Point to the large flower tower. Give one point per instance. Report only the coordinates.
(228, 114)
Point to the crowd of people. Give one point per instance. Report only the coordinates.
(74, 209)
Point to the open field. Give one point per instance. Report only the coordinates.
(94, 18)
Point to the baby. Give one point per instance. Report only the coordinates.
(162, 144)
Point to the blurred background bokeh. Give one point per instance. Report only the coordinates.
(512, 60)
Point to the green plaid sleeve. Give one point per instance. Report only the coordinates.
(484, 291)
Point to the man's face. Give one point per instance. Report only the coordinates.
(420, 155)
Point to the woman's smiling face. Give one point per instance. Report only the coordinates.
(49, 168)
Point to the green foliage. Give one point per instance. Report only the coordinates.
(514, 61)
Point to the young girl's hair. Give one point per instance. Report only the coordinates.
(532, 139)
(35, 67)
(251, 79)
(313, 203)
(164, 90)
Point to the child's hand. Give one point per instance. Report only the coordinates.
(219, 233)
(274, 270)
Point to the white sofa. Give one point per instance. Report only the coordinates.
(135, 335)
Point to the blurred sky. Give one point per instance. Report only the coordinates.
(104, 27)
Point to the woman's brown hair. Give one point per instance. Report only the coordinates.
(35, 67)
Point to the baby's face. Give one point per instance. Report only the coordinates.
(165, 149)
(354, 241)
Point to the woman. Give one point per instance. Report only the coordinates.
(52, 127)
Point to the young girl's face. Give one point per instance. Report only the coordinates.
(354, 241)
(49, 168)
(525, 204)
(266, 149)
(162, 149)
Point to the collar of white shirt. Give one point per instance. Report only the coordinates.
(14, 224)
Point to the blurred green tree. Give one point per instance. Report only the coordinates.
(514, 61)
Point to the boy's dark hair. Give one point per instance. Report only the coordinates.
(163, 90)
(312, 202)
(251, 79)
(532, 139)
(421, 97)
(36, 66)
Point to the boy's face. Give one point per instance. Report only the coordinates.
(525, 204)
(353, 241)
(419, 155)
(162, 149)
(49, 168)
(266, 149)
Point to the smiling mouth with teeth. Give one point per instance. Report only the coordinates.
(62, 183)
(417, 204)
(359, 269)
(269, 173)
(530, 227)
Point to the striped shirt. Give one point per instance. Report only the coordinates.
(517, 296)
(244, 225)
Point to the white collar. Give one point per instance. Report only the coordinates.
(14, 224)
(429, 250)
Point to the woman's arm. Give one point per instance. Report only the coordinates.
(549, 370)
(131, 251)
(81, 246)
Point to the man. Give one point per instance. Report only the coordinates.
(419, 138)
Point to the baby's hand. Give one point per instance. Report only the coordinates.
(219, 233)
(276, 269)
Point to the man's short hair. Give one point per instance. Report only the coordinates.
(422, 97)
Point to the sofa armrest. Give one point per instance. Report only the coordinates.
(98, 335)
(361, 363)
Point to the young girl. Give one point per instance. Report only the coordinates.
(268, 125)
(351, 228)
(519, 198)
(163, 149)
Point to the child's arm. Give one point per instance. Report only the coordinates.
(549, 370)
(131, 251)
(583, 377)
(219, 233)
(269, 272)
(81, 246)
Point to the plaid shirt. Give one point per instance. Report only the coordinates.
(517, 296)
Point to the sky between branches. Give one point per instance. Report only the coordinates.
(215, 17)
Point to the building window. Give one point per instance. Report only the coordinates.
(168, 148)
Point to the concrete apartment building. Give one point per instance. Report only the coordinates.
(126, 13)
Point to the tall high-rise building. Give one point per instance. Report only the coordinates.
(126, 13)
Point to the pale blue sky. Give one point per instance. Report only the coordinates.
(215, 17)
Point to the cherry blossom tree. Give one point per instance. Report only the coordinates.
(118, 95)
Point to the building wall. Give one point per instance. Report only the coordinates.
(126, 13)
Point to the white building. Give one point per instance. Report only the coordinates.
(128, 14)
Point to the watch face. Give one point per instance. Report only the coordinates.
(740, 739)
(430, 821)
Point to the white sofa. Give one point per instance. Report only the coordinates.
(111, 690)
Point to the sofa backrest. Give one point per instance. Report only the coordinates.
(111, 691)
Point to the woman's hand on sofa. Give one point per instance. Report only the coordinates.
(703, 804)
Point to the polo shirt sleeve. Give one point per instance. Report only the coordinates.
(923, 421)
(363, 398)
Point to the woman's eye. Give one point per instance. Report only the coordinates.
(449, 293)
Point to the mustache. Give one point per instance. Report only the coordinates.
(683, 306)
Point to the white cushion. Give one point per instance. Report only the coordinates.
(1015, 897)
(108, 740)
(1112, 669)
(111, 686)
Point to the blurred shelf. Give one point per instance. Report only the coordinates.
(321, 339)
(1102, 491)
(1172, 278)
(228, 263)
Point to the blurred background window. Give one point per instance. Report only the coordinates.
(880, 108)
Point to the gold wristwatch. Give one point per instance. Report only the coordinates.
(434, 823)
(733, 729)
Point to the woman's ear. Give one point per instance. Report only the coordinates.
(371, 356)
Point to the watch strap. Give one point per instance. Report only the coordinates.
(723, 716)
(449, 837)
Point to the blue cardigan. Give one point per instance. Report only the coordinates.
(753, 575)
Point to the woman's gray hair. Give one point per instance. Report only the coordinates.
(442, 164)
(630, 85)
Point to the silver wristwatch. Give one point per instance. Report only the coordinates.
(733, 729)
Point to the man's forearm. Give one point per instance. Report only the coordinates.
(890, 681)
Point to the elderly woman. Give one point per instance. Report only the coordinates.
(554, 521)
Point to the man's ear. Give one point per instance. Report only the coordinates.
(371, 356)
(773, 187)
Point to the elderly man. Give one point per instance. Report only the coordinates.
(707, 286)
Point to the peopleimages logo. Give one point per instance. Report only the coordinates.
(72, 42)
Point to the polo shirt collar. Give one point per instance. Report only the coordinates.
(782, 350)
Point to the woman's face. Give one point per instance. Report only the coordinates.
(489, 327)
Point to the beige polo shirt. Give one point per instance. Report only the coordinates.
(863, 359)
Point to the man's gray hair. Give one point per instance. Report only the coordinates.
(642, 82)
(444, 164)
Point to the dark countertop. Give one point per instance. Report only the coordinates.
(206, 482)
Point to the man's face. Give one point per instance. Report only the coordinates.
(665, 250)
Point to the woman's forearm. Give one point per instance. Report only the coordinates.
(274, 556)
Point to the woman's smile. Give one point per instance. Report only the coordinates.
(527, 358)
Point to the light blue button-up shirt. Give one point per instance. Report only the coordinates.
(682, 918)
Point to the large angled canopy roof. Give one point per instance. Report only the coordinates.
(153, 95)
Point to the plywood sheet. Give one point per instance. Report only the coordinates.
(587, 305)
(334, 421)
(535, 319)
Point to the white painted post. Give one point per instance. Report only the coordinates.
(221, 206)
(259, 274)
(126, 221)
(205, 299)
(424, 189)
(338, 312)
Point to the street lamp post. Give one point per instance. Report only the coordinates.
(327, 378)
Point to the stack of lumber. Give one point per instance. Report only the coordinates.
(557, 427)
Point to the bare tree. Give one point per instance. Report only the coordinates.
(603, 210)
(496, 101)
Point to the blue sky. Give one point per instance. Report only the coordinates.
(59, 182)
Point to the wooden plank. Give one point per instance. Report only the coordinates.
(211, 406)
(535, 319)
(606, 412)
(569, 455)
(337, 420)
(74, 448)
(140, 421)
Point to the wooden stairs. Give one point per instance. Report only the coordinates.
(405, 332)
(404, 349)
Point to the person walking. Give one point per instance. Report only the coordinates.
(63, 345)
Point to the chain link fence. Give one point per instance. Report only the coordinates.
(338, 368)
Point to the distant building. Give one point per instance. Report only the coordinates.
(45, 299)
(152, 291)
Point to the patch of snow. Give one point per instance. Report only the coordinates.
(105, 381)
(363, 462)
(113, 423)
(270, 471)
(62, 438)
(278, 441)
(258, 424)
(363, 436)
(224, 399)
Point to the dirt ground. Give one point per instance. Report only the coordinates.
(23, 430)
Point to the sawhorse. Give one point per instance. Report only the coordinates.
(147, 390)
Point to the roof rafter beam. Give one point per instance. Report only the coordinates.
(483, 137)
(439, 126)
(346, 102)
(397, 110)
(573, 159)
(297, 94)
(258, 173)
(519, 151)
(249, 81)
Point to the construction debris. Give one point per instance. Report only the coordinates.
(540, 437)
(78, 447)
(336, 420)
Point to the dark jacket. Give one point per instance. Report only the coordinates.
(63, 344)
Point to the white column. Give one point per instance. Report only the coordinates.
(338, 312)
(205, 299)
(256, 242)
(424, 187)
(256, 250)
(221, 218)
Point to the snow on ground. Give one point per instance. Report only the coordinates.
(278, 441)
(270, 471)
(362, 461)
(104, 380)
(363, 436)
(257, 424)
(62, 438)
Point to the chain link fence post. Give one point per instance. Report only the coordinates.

==========

Return the lines beginning at the one that contains "Point to the wooden plank." and continuing through the last line of the data, exactly as they stand and without any others.

**TASK RESPONSE:**
Point to the wooden plank. Give one point per instance. Report only the coordinates.
(211, 406)
(535, 319)
(606, 412)
(569, 455)
(337, 420)
(74, 448)
(140, 421)
Point to the wooden stairs. Give one point per instance. Report only the coordinates.
(405, 332)
(404, 349)
Point to the person walking. Give one point per instance. Report only the coordinates.
(63, 345)
Point to the chain link fence. Give one point per instance. Report only the coordinates.
(338, 368)
Point to the distant building. Give one point per instance. Report only the coordinates.
(45, 299)
(152, 291)
Point to the patch of snow. Give one point per instance. Report only the coordinates.
(105, 381)
(363, 462)
(113, 423)
(270, 471)
(62, 438)
(278, 441)
(258, 424)
(363, 436)
(224, 399)
Point to the dirt ground. Give one point per instance. Report only the coordinates.
(23, 430)
Point to the sawhorse. Give one point per instance. Report only the coordinates.
(147, 390)
Point to the roof rafter beam. Give one point per instance. Report only the coordinates.
(483, 137)
(439, 126)
(346, 102)
(397, 110)
(573, 159)
(297, 94)
(258, 173)
(519, 151)
(249, 81)
Point to the construction debris. Give one point per instance. Report only the coordinates.
(540, 437)
(78, 447)
(336, 420)
Point to the dark jacket. Give one point per instance. Report only the coordinates.
(63, 344)
Point to the white column. Give one point per instance. Report only the coordinates.
(338, 312)
(205, 299)
(256, 242)
(424, 187)
(256, 250)
(221, 218)
Point to the snow on ground. Give one point per instance. Report only the coordinates.
(278, 441)
(270, 471)
(362, 461)
(104, 380)
(363, 436)
(257, 424)
(62, 438)
Point to the chain link fence post. Give one point per instance. Report only the coordinates.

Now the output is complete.